On Thu, 2009-07-30 at 13:37 -0400, Dale Worley wrote:
> On Thu, 2009-07-16 at 13:44 -0400, Scott Lawrence wrote:
> > My current thinking is that there are two circumstances for any given
> > item of route state information:
> > 
> >      A. Position in the route set matters.
> >                 
> >                 This is clearly the case with the NAT traversal data -
> >                 the state that identifies the path to the NATed peer
> >                 must be in the route that specifies the particular proxy
> >                 that established the NAT mapping and added it to the
> >                 route state.
> >                 
> >      B. Position in the route set does not matter, so long as the state
> >         is somewhere in the set.
> > 
> > This is related to another aspect of the route set that has been a
> > design goal previously but not exploited: that some state information is
> > specific to a particular proxy, and other state information could be
> > applied by any proxy in the same domain.  
> 
> I fear that I don't understand the distinction you're making here.
> Basically, any route state information attached to the Route for a
> particular passage is specific to what is happening within that passage.
> If we use domain names in Route's, then any of a number of proxies might
> perform that passage's operation.  But the operation will be done by the
> same plugin, using the same data, to accomplish the same ends.  Using a
> domain name doesn't cause the data to cease being specific to that
> passage, and other passages using the same domain name in the Route will
> need separate route state.

That would be true under a different set of assumptions than the ones
we've been using until now.  

The current behavior (when not using NAT traversal, which complicates
things a bit) is that no matter how many times a dialog-forming request
passes through the proxies, there is only 1 Record-Route added.  This
means that the route set for the dialog does _not_ exactly match the
path taken by the INVITE.  This was a deliberate design decision taken
when RouteState was first implemented - it means that only the
dialog-forming request does all the spiraling; the in-dialog messages
pass through the proxy only once (which we need for CDRs).

-------

__Stated exercise__.
Reproduce the email above on route state in full, word for word, keeping every quoted line and line break.

-------

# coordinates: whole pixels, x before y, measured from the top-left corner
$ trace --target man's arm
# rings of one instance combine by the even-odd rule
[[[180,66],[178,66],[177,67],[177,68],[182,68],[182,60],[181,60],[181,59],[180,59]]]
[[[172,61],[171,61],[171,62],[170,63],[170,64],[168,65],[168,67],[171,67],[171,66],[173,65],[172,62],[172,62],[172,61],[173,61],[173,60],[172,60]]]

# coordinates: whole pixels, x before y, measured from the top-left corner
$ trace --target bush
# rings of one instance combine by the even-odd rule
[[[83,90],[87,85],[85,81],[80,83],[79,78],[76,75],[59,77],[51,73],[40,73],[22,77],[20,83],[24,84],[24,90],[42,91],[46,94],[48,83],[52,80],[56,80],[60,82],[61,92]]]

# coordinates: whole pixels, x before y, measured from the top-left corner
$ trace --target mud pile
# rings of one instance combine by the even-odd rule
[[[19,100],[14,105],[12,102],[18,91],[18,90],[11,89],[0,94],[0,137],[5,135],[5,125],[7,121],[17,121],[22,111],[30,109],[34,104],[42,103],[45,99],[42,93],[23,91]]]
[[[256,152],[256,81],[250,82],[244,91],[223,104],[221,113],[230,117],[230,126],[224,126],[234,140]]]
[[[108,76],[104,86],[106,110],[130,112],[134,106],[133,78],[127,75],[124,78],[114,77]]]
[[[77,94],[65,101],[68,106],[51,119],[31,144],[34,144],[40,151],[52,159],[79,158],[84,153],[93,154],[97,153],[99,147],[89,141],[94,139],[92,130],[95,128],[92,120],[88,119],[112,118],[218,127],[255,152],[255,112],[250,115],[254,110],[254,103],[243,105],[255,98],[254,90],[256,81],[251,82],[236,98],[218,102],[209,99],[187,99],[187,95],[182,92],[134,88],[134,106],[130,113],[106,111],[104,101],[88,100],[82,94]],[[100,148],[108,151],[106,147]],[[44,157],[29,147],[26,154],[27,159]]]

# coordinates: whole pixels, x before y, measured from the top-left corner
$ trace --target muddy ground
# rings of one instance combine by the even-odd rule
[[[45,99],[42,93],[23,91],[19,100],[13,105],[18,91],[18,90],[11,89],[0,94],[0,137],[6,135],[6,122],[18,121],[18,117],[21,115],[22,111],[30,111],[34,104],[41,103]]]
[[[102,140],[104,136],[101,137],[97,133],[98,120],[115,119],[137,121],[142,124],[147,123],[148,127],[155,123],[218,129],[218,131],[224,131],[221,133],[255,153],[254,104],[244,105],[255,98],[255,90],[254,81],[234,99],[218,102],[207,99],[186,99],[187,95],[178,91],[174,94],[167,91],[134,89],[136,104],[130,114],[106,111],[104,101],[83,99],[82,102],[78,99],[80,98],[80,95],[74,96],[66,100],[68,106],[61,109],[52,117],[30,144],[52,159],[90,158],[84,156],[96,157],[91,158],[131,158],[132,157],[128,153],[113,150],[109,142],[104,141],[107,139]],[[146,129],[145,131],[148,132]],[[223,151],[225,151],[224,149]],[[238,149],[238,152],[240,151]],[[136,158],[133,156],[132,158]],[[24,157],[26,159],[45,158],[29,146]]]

-------

__Response to this task__.
On Thu, 2009-07-30 at 13:37 -0400, Dale Worley wrote:
> On Thu, 2009-07-16 at 13:44 -0400, Scott Lawrence wrote:
> > My current thinking is that there are two circumstances for any given
> > item of route state information:
> > 
> >      A. Position in the route set matters.
> >                 
> >                 This is clearly the case with the NAT traversal data -
> >                 the state that identifies the path to the NATed peer
> >                 must be in the route that specifies the particular proxy
> >                 that established the NAT mapping and added it to the
> >                 route state.
> >                 
> >      B. Position in the route set does not matter, so long as the state
> >         is somewhere in the set.
> > 
> > This is related to another aspect of the route set that has been a
> > design goal previously but not exploited: that some state information is
> > specific to a particular proxy, and other state information could be
> > applied by any proxy in the same domain.  
> 
> I fear that I don't understand the distinction you're making here.
> Basically, any route state information attached to the Route for a
> particular passage is specific to what is happening within that passage.
> If we use domain names in Route's, then any of a number of proxies might
> perform that passage's operation.  But the operation will be done by the
> same plugin, using the same data, to accomplish the same ends.  Using a
> domain name doesn't cause the data to cease being specific to that
> passage, and other passages using the same domain name in the Route will
> need separate route state.

That would be true under a different set of assumptions than the ones
we've been using until now.  

The current behavior (when not using NAT traversal, which complicates
things a bit) is that no matter how many times a dialog-forming request
passes through the proxies, there is only 1 Record-Route added.  This
means that the route set for the dialog does _not_ exactly match the
path taken by the INVITE.  This was a deliberate design decision taken
when RouteState was first implemented - it means that only the
dialog-forming request does all the spiraling; the in-dialog messages
pass through the proxy only once (which we need for CDRs).